> Tâches à réaliser:
[A] D'après le texte sur les contrats courts, pour combien d'albums la « major » avait-elle « signé » le groupe pop-rock ?
[B] Relevez tous les termes que le texte sur les contrats courts place entre guillemets.
[C] Prolongez le texte sur les contrats courts à la suite de sa dernière phrase.

> Extrait source:
☆ ☆ ☆

L’actuelle réforme de l’assurance chômage est l’occasion pour le gouvernement et sa majorité parlementaire, de rappeler le caractère exceptionnel des « contrats courts », soient les contrats de travail à durée déterminée (CDD) ou intérimaire. Le principe, issu des et/ou confirmé par les Droits suprational et international, est que la forme normale du contrat de travail reste le contrat à durée indéterminée.
C’est sur ce fondement que la règlementation sociale encadre sévèrement la formation comme la rupture du CDD ; les conséquences de ces contraintes légales peuvent être lourdes pour l’employeur. L’arrêt ici exposé rappelle cette sévérité, dans une affaire anecdotique touchant le secteur de l’industrie musicale, dont les paillettes ne couvrent évidemment que la surface…
En l’espèce une « major » ayant « signé » un célèbre groupe pop-rock français pour 3 albums, n’entend pas donner suite après la sortie du premier, dont l’exploitation n’a peut-être pas eu le succès commercial escompté, malgré le succès d’estime. Il faut traduire désormais sur le plan juridique (un groupe n’étant souvent qu’un collectif dénué de toute personnalité juridique) : une société ayant conclu un CDD avec chaque membre du groupe, décide de résilier ces contrats de travail salarié de manière anticipée.

☆ ☆ ☆

> Données extraites:
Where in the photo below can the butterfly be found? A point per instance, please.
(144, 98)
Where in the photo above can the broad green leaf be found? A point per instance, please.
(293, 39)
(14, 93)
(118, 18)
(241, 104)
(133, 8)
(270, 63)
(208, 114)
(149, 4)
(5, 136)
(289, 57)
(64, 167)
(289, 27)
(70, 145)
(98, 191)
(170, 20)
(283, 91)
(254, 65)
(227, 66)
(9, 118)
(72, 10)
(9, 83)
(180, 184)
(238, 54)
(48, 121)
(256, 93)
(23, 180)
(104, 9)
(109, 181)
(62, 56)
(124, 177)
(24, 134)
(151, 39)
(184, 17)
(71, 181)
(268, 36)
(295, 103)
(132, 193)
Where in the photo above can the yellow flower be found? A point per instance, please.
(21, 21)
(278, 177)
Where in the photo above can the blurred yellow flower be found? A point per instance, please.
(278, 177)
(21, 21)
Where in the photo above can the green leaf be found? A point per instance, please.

☆ ☆ ☆

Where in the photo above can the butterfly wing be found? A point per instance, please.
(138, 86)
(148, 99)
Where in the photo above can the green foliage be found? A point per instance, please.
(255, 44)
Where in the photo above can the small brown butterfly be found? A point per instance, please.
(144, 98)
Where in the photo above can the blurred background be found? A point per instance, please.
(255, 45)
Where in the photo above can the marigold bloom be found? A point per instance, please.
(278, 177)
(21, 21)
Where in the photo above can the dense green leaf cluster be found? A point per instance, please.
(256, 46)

☆ ☆ ☆

> Réponses par tâche:
[A] Pour 3 albums.

[B] « contrats courts », « major », « signé »

[C]
Or une telle rupture anticipée est en principe interdite, hormis quelques cas limitativement énoncés par la Loi. En aucune manière notamment, ce contrat ne peut être résilié pour un motif économique.
Les artistes salariés initient donc un contentieux prud’homal, au terme duquel le Juge va logiquement constater le caractère abusif de ces résiliations. Se pose donc alors la question de l’indemnisation des préjudices afférents.
Sur ce point, l’article L.1243-4 du Code du travail forfaitise le montant des dommages-intérêts dûs par l’employeur. En cas de faute grave du salarié, ou de son inaptitude physique, aucune indemnisation n’est due ; en cas d’évènement de force majeure, le salarié perçoit une indemnité équivalente aux salaires restant dûs jusqu’au terme du contrat ; dans les autres cas, l’indemnité est alors au minimum le solde de ces rémunérations restant dues.
Le Juge du fond est souverain pour apprécier le montant de ces dommages-intérêts, hormis les cas précisément susvisés, dont la Loi ne fixe donc ici que le montant minimal. Rien n’empêche donc les salariés de fixer leur demande indemnitaire à un niveau supérieur, en fonction par exemple ici, de la perte de chance de concevoir d’une part, et d’exploiter d’autre part, les deux autres albums contractuellement prévus par l’employeur.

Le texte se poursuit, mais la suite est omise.